● What this task involves: Tally the lines below that contain the string "bougainvillea", and reply with the count alone.

● The records:
** Begin **

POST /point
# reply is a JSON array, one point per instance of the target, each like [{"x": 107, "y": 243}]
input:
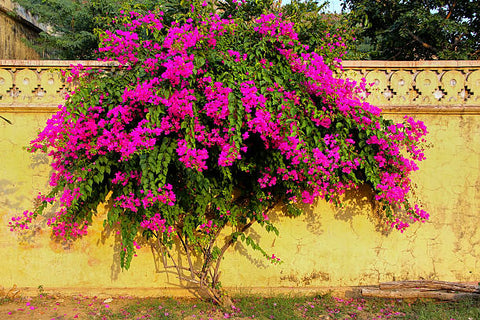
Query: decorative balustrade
[{"x": 419, "y": 87}]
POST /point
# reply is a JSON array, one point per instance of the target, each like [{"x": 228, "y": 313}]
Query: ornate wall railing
[
  {"x": 35, "y": 85},
  {"x": 403, "y": 86},
  {"x": 420, "y": 86}
]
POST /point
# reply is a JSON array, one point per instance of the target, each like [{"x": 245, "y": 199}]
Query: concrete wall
[
  {"x": 16, "y": 26},
  {"x": 326, "y": 247}
]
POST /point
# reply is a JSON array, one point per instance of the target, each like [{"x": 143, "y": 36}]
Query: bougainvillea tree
[{"x": 205, "y": 124}]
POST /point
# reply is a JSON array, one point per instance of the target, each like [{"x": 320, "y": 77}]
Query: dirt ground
[{"x": 58, "y": 307}]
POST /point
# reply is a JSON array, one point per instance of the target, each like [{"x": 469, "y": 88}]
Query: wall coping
[
  {"x": 400, "y": 87},
  {"x": 383, "y": 64}
]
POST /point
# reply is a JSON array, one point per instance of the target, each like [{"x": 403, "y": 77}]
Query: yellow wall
[
  {"x": 14, "y": 31},
  {"x": 326, "y": 247}
]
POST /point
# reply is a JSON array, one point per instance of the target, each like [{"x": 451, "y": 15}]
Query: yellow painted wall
[
  {"x": 14, "y": 31},
  {"x": 326, "y": 247}
]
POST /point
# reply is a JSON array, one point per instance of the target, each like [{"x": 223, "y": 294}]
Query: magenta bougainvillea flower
[{"x": 210, "y": 121}]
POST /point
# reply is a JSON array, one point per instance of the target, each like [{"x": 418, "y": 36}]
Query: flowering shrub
[{"x": 209, "y": 122}]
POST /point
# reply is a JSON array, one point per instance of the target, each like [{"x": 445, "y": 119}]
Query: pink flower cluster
[{"x": 218, "y": 109}]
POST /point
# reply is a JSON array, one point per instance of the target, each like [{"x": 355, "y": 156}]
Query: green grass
[{"x": 292, "y": 308}]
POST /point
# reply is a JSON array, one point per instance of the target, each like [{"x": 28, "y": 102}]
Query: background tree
[{"x": 414, "y": 30}]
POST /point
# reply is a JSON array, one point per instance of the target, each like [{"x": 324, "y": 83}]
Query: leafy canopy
[
  {"x": 415, "y": 30},
  {"x": 208, "y": 121}
]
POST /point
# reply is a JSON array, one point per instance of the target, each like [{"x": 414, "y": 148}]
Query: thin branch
[
  {"x": 187, "y": 253},
  {"x": 450, "y": 10}
]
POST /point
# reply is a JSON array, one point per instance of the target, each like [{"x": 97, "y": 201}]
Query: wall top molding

** End **

● The reply: 2